• [Task to complete]:
The line containing "Where can you spot the white cloud?" marks the start; please restate exactly that line and only the lines following it through the end of the material below.

• [Stored data]:
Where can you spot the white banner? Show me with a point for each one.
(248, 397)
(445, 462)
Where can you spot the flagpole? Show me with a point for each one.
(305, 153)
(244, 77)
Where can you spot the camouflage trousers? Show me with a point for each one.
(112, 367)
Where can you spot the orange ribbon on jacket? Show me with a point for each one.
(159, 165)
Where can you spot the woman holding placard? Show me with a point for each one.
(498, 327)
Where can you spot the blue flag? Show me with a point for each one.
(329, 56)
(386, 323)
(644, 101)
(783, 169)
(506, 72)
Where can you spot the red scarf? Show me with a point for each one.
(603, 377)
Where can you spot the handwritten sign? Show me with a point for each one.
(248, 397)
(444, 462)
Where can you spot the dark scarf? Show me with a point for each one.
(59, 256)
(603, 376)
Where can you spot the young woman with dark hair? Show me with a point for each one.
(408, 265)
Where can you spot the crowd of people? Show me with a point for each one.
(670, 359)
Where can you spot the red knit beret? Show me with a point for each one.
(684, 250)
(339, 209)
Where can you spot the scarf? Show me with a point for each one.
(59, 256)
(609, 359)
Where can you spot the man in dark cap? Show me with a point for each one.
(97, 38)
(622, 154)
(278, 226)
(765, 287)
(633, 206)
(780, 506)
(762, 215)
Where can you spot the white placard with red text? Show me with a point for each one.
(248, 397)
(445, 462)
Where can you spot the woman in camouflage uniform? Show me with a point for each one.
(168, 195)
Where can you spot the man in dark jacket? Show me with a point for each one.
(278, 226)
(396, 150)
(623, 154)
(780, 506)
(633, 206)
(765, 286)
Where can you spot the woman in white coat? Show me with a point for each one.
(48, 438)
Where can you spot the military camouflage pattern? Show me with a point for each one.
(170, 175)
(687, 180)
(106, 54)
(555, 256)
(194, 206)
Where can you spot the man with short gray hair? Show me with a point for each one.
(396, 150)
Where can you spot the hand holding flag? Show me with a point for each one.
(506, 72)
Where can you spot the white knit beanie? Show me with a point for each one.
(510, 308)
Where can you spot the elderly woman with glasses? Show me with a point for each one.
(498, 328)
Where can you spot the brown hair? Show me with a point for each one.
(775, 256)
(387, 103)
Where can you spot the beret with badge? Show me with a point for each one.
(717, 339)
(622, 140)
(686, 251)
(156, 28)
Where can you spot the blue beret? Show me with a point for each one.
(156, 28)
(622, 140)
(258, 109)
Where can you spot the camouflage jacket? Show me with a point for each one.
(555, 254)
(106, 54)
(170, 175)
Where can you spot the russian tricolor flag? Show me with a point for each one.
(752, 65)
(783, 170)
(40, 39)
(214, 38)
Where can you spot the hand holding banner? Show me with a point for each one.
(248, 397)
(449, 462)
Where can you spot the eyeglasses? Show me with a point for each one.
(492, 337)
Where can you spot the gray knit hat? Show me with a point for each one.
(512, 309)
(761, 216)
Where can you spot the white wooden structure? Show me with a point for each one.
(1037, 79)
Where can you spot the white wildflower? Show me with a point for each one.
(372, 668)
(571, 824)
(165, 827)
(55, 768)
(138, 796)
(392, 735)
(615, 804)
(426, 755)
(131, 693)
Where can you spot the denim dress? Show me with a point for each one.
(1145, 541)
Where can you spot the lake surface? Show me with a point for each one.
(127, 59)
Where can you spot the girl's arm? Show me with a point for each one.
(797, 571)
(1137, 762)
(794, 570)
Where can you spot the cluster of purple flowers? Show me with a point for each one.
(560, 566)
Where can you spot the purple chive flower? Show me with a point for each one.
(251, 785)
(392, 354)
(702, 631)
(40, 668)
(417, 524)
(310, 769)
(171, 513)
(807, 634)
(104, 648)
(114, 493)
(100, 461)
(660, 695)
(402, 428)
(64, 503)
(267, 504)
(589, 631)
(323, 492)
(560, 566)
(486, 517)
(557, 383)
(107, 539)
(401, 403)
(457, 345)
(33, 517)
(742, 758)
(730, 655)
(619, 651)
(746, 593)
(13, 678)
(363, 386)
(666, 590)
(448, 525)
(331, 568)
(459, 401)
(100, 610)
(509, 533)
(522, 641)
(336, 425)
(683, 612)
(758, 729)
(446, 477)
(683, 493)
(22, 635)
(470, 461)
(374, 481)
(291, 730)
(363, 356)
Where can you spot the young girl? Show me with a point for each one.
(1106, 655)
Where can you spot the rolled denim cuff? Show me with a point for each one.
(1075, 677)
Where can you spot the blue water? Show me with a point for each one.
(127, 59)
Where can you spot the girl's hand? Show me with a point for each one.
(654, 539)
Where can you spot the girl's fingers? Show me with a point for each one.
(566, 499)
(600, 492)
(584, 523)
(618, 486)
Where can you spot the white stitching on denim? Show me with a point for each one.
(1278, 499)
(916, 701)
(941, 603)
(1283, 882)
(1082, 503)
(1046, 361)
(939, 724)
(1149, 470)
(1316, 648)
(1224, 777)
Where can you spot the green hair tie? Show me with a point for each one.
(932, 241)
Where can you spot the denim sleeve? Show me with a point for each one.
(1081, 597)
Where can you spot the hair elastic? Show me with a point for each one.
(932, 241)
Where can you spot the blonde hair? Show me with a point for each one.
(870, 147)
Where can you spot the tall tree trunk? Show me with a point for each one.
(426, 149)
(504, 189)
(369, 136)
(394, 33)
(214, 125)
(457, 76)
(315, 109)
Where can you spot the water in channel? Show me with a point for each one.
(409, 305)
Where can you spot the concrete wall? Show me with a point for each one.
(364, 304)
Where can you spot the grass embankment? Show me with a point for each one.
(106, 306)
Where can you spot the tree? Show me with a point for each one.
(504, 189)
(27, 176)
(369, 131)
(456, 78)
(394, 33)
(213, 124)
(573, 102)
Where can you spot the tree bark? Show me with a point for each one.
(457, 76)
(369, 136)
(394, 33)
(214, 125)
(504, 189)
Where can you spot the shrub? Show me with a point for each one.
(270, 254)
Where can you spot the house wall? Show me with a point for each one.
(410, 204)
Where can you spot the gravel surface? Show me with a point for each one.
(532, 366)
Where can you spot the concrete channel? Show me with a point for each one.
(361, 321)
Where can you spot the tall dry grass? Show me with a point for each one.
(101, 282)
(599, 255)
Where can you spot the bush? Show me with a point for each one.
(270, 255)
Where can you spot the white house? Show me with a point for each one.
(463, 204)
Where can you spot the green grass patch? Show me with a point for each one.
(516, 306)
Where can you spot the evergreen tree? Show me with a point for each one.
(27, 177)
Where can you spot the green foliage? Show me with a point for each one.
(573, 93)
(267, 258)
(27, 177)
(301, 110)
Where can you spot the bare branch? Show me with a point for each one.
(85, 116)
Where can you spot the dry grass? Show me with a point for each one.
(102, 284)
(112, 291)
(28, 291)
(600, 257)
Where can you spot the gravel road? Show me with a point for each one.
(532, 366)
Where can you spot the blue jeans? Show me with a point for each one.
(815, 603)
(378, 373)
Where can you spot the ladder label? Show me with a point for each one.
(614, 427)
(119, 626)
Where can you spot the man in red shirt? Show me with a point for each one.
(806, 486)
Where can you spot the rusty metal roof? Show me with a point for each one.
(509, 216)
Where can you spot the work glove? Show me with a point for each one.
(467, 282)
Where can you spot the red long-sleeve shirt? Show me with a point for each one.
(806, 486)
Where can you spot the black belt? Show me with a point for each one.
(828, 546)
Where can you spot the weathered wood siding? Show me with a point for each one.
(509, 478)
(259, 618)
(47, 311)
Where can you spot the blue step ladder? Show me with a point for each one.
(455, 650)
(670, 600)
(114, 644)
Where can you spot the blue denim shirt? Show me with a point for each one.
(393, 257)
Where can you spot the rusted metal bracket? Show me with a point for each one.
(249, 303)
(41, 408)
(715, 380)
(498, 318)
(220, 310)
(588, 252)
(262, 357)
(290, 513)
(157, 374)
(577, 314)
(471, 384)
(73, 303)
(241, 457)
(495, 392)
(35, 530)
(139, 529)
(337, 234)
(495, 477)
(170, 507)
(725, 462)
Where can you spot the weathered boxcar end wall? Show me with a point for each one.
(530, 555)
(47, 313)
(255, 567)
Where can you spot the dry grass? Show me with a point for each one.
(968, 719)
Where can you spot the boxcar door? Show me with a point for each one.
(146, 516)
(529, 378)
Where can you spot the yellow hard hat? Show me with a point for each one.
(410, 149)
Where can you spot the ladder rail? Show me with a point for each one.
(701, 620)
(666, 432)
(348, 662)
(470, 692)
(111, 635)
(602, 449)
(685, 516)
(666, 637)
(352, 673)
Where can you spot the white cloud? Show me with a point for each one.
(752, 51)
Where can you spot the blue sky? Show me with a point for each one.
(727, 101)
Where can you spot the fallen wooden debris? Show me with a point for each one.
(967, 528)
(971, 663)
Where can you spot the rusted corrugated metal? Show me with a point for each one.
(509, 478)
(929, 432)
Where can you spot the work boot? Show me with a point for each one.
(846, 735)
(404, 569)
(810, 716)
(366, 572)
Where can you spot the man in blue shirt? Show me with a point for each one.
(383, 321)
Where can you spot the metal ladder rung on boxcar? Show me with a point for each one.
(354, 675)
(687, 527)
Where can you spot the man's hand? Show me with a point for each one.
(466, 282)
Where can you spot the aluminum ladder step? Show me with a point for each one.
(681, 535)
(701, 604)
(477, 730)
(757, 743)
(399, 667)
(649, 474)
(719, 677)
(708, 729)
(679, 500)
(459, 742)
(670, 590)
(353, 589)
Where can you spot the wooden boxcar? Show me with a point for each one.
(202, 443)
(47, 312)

• [Answer space]:
Where can you spot the white cloud? Show me with a point for each one.
(752, 51)
Where can you spot the blue sky? Show me with a point for each one.
(727, 101)
Where can you spot the fallen wooden debris? Show me with a point for each one.
(967, 528)
(971, 663)
Where can you spot the rusted corrugated metal? Show me with a point for each one.
(509, 478)
(929, 432)
Where can you spot the work boot? Show me with a point for each one.
(846, 735)
(404, 569)
(810, 716)
(366, 572)
Where can you spot the man in blue shirt? Show me with a point for each one.
(383, 321)
Where can you spot the metal ladder rung on boxcar? Show me with a point for each one.
(354, 675)
(687, 527)
Where can you spot the man's hand? Show me with a point for each one.
(466, 282)
Where can you spot the aluminum ladder step? Show me with a point for each one.
(681, 535)
(701, 604)
(477, 730)
(757, 743)
(399, 667)
(649, 474)
(719, 677)
(708, 729)
(679, 500)
(459, 742)
(670, 590)
(353, 589)
Where can you spot the wooden boxcar? Show me with a point for each one.
(202, 443)
(47, 312)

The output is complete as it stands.